Data for this task —
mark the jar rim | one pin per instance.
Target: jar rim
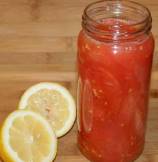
(124, 1)
(143, 24)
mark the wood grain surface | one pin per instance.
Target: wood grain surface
(38, 43)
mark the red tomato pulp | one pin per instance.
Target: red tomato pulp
(113, 96)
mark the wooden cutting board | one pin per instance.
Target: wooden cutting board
(38, 43)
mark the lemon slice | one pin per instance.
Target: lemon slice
(54, 102)
(27, 137)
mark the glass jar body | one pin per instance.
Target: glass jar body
(113, 88)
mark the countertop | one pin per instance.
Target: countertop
(38, 43)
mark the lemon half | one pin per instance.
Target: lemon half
(27, 137)
(52, 101)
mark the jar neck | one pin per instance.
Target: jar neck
(114, 20)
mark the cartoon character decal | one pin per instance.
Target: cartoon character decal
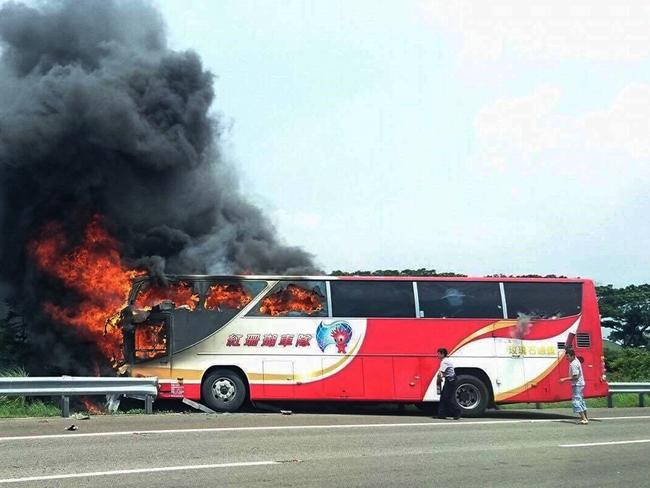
(338, 333)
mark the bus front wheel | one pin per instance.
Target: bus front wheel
(224, 390)
(471, 395)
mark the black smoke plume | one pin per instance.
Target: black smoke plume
(99, 117)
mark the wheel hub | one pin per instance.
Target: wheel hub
(468, 396)
(224, 389)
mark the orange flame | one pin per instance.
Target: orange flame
(292, 299)
(180, 294)
(231, 296)
(91, 407)
(94, 270)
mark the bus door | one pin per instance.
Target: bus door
(151, 343)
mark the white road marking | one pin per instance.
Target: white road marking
(135, 471)
(449, 423)
(610, 443)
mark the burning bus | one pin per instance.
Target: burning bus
(225, 339)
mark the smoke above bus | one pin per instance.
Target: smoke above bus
(110, 166)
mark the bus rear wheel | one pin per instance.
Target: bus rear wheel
(224, 390)
(471, 395)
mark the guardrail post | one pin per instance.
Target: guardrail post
(65, 406)
(148, 404)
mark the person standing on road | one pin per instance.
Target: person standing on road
(448, 406)
(577, 386)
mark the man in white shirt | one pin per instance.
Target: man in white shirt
(577, 386)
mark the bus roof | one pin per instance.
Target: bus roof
(365, 277)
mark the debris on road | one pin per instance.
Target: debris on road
(112, 403)
(197, 406)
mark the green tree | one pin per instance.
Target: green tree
(627, 312)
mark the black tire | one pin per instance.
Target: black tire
(224, 390)
(471, 395)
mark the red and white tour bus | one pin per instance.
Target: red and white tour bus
(225, 339)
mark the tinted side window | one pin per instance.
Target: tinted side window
(459, 299)
(180, 293)
(372, 299)
(293, 299)
(543, 300)
(232, 295)
(150, 341)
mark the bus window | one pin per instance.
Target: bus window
(232, 295)
(543, 300)
(179, 293)
(293, 299)
(459, 299)
(150, 341)
(372, 299)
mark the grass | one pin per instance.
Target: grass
(18, 407)
(623, 400)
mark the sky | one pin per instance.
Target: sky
(475, 137)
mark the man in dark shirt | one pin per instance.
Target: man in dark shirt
(448, 406)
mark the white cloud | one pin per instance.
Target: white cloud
(600, 30)
(534, 126)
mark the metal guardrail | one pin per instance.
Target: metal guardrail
(641, 388)
(67, 386)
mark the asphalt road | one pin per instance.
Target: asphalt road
(506, 449)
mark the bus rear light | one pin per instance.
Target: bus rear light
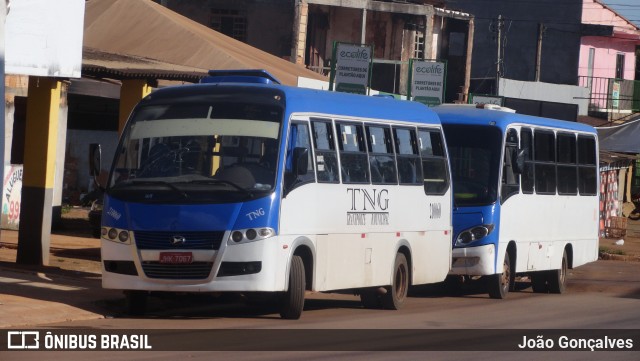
(250, 235)
(237, 236)
(474, 234)
(123, 236)
(116, 235)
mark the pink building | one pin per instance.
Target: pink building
(609, 47)
(608, 56)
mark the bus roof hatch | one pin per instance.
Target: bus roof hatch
(240, 76)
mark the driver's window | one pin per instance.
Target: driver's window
(299, 137)
(510, 177)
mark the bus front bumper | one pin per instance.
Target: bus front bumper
(473, 261)
(257, 266)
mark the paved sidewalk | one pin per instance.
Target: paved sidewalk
(68, 289)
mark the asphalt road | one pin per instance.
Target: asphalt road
(602, 299)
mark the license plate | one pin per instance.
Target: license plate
(176, 257)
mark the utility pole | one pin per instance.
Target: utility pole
(499, 56)
(541, 31)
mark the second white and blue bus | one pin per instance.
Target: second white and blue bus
(525, 197)
(244, 185)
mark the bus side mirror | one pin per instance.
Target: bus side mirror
(95, 162)
(518, 164)
(300, 160)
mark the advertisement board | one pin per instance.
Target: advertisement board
(351, 68)
(427, 81)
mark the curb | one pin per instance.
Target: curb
(618, 257)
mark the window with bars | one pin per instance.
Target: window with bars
(232, 23)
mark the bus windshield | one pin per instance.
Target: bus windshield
(188, 152)
(474, 152)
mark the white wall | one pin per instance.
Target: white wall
(569, 94)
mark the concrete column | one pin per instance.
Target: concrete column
(363, 30)
(63, 111)
(467, 70)
(41, 137)
(300, 23)
(131, 92)
(428, 38)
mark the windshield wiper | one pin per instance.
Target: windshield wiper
(220, 181)
(182, 193)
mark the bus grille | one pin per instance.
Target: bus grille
(191, 271)
(193, 240)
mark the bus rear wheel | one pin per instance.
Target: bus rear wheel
(293, 298)
(558, 277)
(397, 294)
(500, 283)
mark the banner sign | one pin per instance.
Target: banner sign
(478, 99)
(11, 197)
(351, 68)
(427, 81)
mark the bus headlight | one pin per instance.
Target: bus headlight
(250, 235)
(116, 235)
(474, 234)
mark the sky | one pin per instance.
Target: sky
(630, 9)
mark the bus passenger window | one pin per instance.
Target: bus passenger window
(325, 151)
(567, 169)
(587, 167)
(527, 175)
(353, 155)
(408, 158)
(381, 159)
(545, 160)
(434, 163)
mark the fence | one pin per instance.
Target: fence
(608, 95)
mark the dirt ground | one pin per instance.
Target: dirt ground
(74, 249)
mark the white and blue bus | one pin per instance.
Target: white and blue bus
(240, 185)
(525, 197)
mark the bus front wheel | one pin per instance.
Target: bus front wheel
(558, 277)
(293, 298)
(500, 283)
(396, 295)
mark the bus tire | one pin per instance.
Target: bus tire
(370, 298)
(397, 293)
(136, 302)
(500, 283)
(539, 282)
(558, 277)
(293, 298)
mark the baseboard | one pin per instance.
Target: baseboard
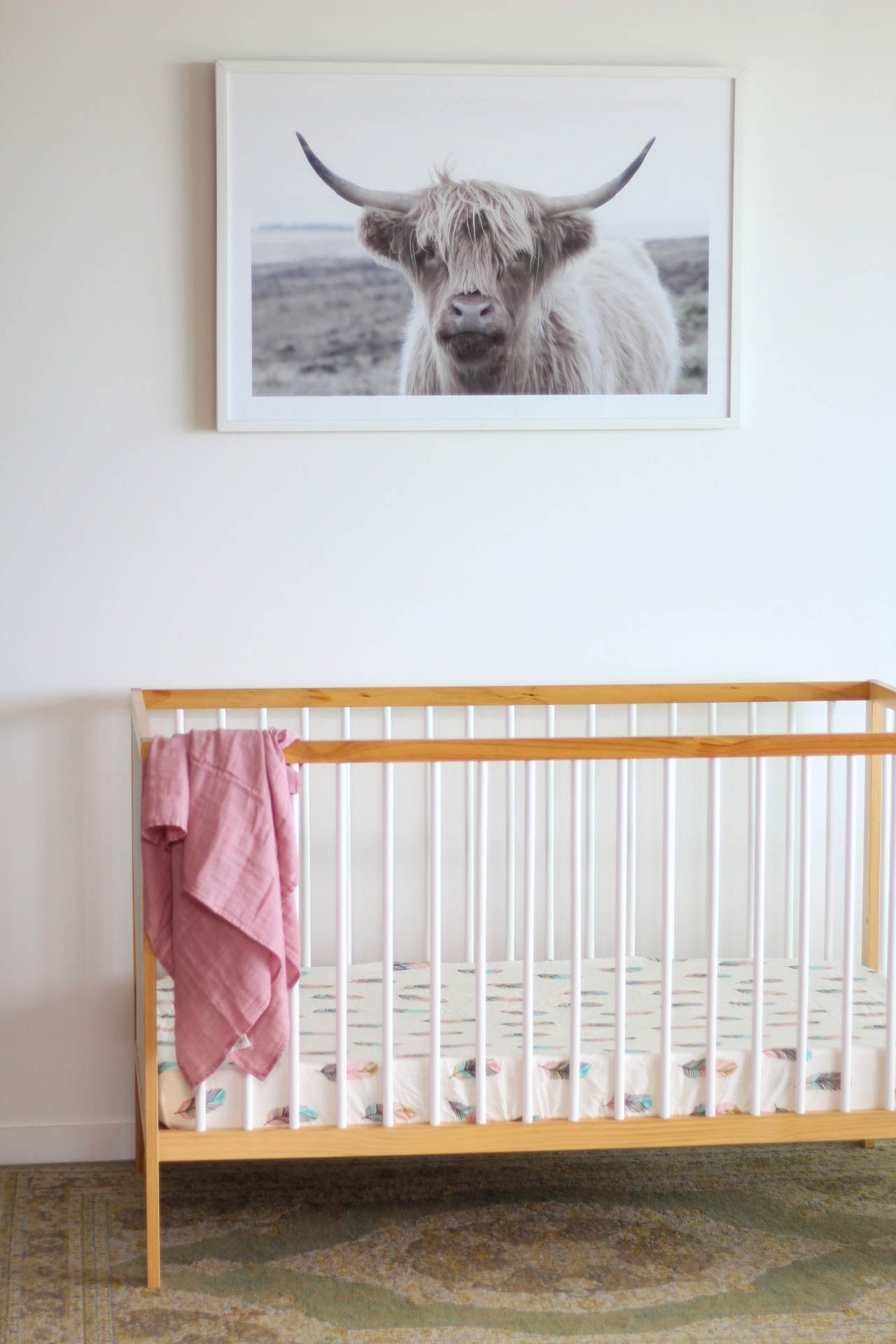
(99, 1142)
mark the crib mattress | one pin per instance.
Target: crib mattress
(551, 1041)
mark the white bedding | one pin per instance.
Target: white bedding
(551, 1068)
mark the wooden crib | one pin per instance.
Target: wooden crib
(542, 776)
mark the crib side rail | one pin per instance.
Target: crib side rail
(422, 750)
(461, 696)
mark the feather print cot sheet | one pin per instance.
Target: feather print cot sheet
(551, 1044)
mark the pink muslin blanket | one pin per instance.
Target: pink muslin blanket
(220, 867)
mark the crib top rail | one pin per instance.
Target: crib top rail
(424, 696)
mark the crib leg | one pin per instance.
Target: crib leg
(153, 1231)
(140, 1152)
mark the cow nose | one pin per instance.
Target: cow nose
(470, 311)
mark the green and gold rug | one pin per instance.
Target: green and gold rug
(684, 1247)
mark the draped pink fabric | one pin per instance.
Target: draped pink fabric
(220, 867)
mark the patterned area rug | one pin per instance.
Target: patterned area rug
(684, 1247)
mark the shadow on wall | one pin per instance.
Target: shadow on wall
(66, 1008)
(198, 172)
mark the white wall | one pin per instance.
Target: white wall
(141, 547)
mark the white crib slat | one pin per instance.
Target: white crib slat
(830, 846)
(435, 942)
(469, 838)
(631, 839)
(388, 924)
(307, 848)
(481, 965)
(758, 937)
(752, 727)
(622, 832)
(668, 924)
(713, 828)
(347, 734)
(849, 940)
(790, 840)
(200, 1109)
(295, 1007)
(429, 733)
(528, 944)
(805, 911)
(550, 727)
(575, 953)
(510, 864)
(890, 1085)
(248, 1101)
(342, 946)
(592, 840)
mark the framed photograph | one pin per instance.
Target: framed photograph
(477, 248)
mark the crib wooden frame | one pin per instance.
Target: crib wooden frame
(158, 1145)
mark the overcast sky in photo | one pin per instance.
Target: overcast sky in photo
(554, 134)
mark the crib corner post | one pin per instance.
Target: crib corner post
(150, 1120)
(140, 1145)
(871, 867)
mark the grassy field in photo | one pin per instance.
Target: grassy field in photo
(328, 320)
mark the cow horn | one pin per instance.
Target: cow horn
(398, 201)
(592, 200)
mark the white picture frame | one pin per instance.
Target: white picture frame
(286, 269)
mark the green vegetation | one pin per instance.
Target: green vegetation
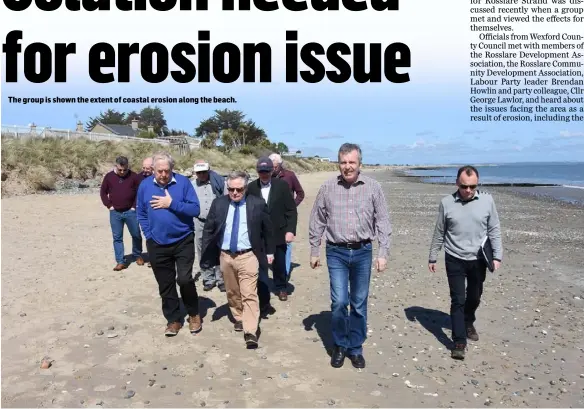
(229, 142)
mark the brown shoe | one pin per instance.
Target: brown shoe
(195, 324)
(173, 329)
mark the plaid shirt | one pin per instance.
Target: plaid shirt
(350, 215)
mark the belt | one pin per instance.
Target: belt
(236, 253)
(350, 245)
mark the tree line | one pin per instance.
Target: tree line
(226, 130)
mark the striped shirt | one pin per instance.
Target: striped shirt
(350, 214)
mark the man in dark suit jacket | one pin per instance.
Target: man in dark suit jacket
(241, 243)
(283, 214)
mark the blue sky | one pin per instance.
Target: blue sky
(394, 123)
(425, 121)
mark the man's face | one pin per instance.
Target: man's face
(265, 176)
(236, 189)
(349, 166)
(162, 172)
(121, 170)
(467, 185)
(202, 176)
(147, 167)
(276, 167)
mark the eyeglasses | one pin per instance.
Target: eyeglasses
(235, 189)
(464, 187)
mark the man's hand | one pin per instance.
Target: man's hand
(380, 264)
(161, 202)
(314, 262)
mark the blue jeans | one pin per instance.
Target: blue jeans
(117, 220)
(288, 258)
(349, 267)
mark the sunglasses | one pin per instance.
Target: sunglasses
(235, 189)
(464, 187)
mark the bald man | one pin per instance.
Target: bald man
(208, 185)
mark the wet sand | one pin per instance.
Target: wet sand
(103, 330)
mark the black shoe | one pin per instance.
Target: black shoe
(357, 360)
(458, 351)
(471, 333)
(251, 341)
(338, 357)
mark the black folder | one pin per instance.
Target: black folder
(486, 253)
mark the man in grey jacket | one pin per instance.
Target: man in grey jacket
(465, 218)
(208, 185)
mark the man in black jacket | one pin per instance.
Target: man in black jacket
(284, 216)
(238, 236)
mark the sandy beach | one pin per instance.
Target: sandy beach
(103, 331)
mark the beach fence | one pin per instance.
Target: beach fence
(183, 143)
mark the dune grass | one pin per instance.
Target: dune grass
(32, 165)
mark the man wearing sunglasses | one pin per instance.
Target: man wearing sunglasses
(464, 219)
(238, 236)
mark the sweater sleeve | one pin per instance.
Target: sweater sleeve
(142, 211)
(438, 236)
(494, 232)
(104, 191)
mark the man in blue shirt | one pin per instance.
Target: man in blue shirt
(165, 206)
(238, 236)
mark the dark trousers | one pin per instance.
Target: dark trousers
(173, 264)
(464, 301)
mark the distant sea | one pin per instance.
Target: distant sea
(559, 180)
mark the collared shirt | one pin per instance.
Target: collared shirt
(353, 214)
(265, 189)
(243, 236)
(206, 196)
(462, 225)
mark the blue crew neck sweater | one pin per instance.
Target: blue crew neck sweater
(167, 226)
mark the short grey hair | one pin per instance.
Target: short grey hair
(348, 148)
(165, 156)
(238, 174)
(276, 158)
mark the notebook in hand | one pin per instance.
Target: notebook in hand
(487, 253)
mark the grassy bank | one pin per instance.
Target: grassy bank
(34, 165)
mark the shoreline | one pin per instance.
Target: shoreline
(557, 193)
(103, 330)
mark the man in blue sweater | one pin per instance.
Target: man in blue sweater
(165, 206)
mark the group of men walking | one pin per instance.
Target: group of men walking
(239, 228)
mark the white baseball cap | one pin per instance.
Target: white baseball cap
(201, 167)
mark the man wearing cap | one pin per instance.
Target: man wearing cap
(283, 214)
(208, 185)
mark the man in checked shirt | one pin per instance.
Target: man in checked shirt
(350, 209)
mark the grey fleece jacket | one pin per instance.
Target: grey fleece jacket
(462, 226)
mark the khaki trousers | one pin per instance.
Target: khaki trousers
(240, 274)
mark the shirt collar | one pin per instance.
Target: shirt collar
(457, 197)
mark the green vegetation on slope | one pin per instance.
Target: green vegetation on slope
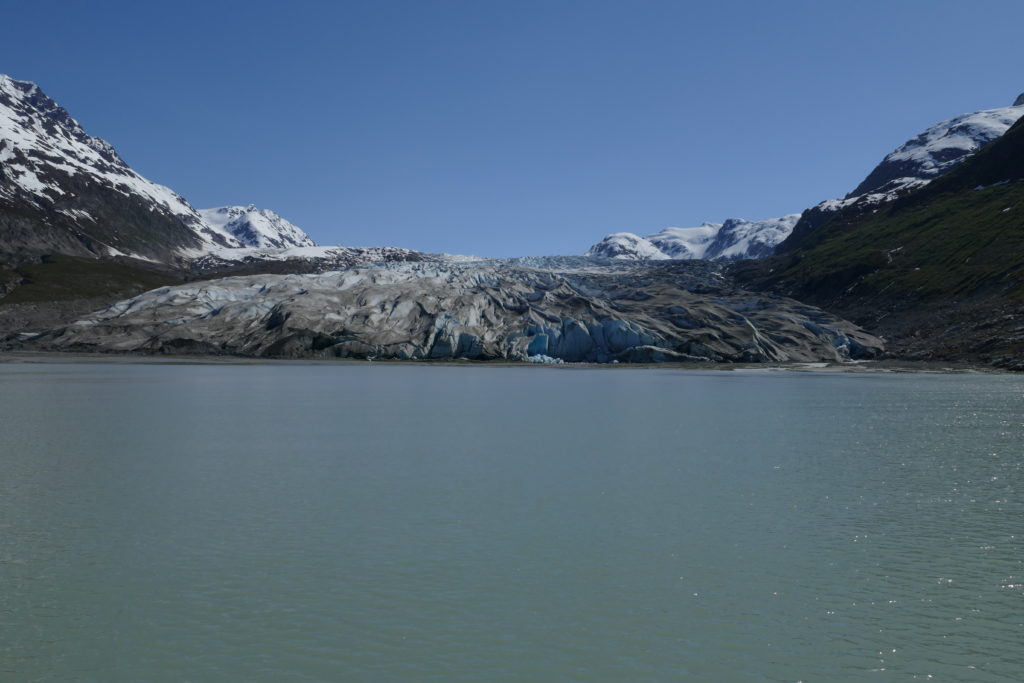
(940, 271)
(71, 278)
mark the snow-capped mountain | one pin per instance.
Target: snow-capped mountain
(256, 227)
(735, 239)
(62, 190)
(83, 196)
(929, 155)
(912, 165)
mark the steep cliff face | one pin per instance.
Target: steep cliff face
(938, 271)
(65, 191)
(62, 190)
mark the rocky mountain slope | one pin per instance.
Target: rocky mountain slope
(912, 165)
(254, 227)
(65, 191)
(481, 310)
(938, 271)
(735, 239)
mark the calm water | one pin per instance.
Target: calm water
(382, 522)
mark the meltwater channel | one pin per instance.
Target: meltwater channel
(399, 522)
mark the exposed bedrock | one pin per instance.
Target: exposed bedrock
(483, 310)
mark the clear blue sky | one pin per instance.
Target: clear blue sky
(517, 127)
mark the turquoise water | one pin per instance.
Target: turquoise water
(393, 522)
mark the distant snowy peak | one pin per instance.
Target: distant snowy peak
(627, 246)
(255, 227)
(930, 155)
(735, 239)
(49, 162)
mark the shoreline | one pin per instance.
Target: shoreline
(851, 367)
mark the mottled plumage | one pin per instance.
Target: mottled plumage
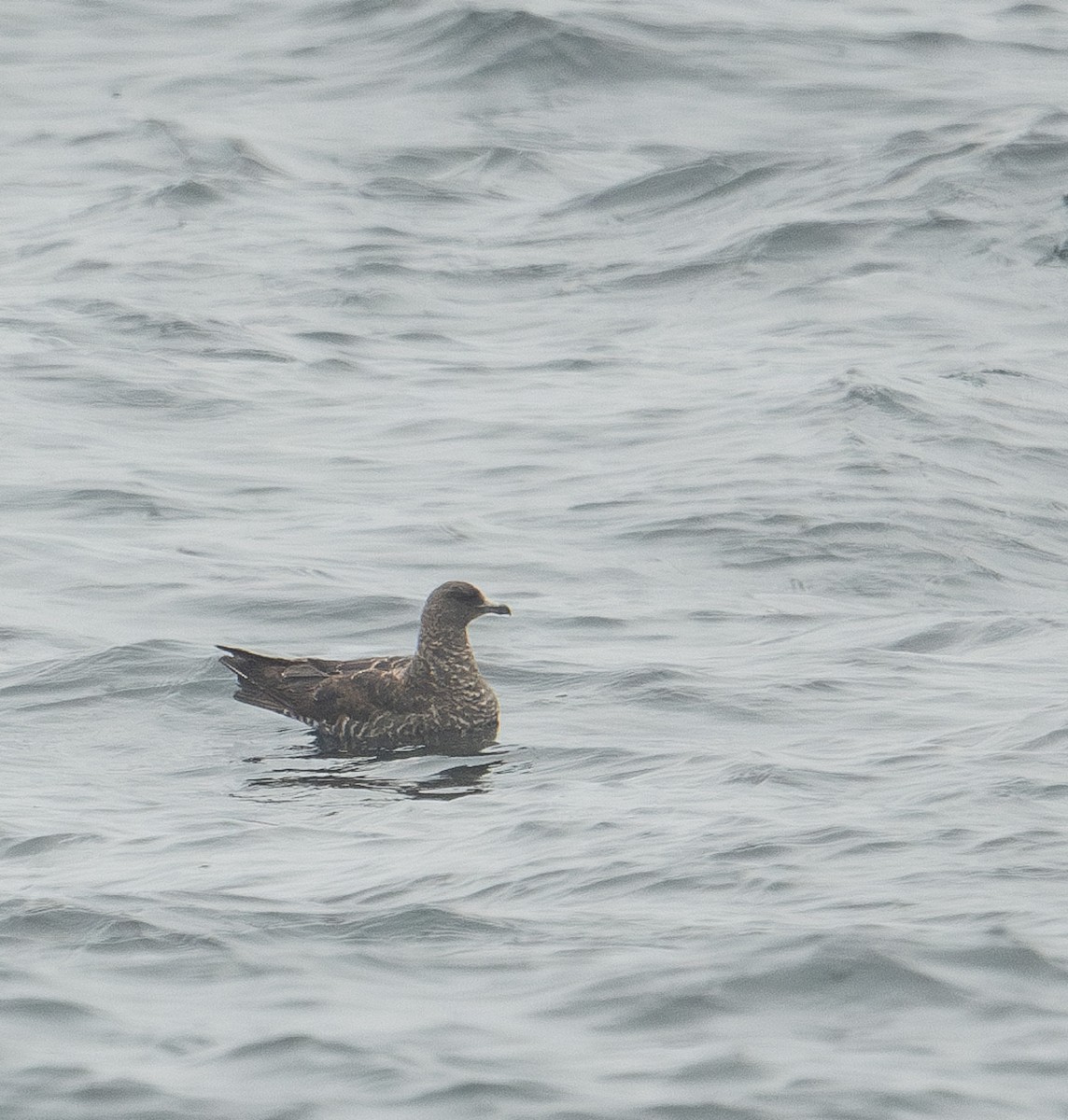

What the task requires — Return only the part above that opens with the line containing "Target: man in dark shirt" and closes with the line containing "mark the bus front bumper", exactly and with both ends, skipping the pictures.

Solution below —
Target: man in dark shirt
(448, 406)
mark the white cloud | one pin per instance.
Target: white cloud
(600, 30)
(534, 126)
mark the metal guardrail | one pin per instance.
Target: metal guardrail
(641, 388)
(67, 386)
mark the asphalt road | one pin per instance.
Target: asphalt road
(506, 449)
mark the bus rear light | one pin per instance.
Target: bus rear light
(250, 235)
(237, 236)
(474, 234)
(123, 236)
(116, 235)
mark the pink building | one pin per instance.
Target: pink building
(609, 47)
(608, 56)
mark the bus roof hatch | one pin per instance.
Target: bus roof hatch
(240, 76)
mark the driver's window | one pin per instance.
Target: driver's window
(299, 137)
(510, 177)
mark the bus front bumper | one pin per instance.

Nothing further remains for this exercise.